Repeat every record exactly as written.

## Data supplied
━━━━━━━━━━━━━━━━━━━━━━━━━━━━━━
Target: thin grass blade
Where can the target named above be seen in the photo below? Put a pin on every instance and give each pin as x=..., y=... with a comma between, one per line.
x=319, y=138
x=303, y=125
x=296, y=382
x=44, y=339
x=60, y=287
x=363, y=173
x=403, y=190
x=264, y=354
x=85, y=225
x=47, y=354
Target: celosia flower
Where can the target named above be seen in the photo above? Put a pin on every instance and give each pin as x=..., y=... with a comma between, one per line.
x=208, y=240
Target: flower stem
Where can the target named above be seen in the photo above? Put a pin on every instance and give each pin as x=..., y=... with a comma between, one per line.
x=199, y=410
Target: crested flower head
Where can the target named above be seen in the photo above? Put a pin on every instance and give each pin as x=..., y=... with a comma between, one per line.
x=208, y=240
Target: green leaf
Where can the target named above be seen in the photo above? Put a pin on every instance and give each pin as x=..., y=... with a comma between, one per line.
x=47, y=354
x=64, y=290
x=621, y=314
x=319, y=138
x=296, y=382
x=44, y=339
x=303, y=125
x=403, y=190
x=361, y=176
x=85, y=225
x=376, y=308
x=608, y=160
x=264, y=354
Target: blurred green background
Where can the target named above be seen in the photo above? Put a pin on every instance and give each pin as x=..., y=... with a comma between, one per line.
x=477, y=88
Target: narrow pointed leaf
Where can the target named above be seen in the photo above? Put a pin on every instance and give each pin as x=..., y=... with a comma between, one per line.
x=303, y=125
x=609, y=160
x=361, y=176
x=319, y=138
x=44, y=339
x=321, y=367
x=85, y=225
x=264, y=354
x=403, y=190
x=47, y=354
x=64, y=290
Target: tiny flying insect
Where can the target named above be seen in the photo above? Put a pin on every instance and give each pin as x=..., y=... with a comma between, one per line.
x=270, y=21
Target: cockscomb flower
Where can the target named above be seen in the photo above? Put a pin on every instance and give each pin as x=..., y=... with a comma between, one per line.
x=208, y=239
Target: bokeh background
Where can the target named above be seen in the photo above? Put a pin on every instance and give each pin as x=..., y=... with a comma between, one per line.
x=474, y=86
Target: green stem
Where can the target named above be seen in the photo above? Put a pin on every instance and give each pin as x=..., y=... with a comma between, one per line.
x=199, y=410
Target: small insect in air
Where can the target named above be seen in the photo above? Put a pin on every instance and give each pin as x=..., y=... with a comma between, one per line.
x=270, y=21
━━━━━━━━━━━━━━━━━━━━━━━━━━━━━━
## Exercise response
Target: thin grass blade
Where can the target named above be seen in the photo below? Put a pin on every instance and give each pin as x=..., y=... with a comma between, one per line.
x=319, y=138
x=303, y=125
x=296, y=382
x=44, y=339
x=60, y=287
x=363, y=173
x=403, y=190
x=264, y=354
x=85, y=225
x=47, y=354
Target: celosia flower
Where can the target named above be seen in the photo above? Put a pin on every instance and give each pin as x=..., y=... with a comma between, one per line.
x=208, y=240
Target: flower stem
Where can the target named above be seen in the photo above? Put a pin on every instance and give each pin as x=..., y=... with a comma between, one per line.
x=199, y=410
Target: crested flower head
Where can the target named above be seen in the photo above? Put a pin on every instance and give each pin as x=..., y=... with a comma between, one per line.
x=208, y=240
Target: green leaf
Where can the target named above be seen in the photo above? Put a pin on every instance and give each pin as x=..., y=... with a comma between, one per line.
x=47, y=354
x=64, y=290
x=621, y=314
x=319, y=138
x=296, y=382
x=44, y=339
x=303, y=125
x=403, y=190
x=361, y=176
x=85, y=225
x=376, y=308
x=608, y=160
x=264, y=354
Target: blurred green background
Where can the target named above be seen in the photo above? Put a pin on every instance and give each pin as x=..., y=... with a comma between, one per line.
x=477, y=88
Target: narrow pointed leaf
Where can the target named above be seen in the photo above? Put a pin on every instance and give each pin as x=..., y=... with a comma between, one per line.
x=303, y=125
x=609, y=160
x=361, y=176
x=319, y=138
x=44, y=339
x=321, y=367
x=85, y=225
x=264, y=354
x=403, y=190
x=47, y=354
x=64, y=290
Target: tiny flying insect
Where can the target named above be seen in the photo above? Put a pin on every instance and give each pin as x=..., y=... with a comma between, one per line.
x=270, y=21
Target: cockscomb flower
Where can the target named above be seen in the photo above? Put a pin on every instance and give each pin as x=..., y=... with a comma between, one per line.
x=208, y=239
Target: bokeh background
Where can the target named above be seen in the photo above? Put a pin on every instance and give each pin as x=..., y=... with a comma between, one per line.
x=474, y=86
Target: green stem
Where can the target named above be seen in the photo above? Put a pin on every instance and give each pin as x=..., y=... with a comma between, one per line.
x=199, y=410
Target: small insect in air
Where can the target named above be seen in the photo above? Put a pin on every instance and give each pin as x=..., y=... with a comma between, one per line.
x=270, y=21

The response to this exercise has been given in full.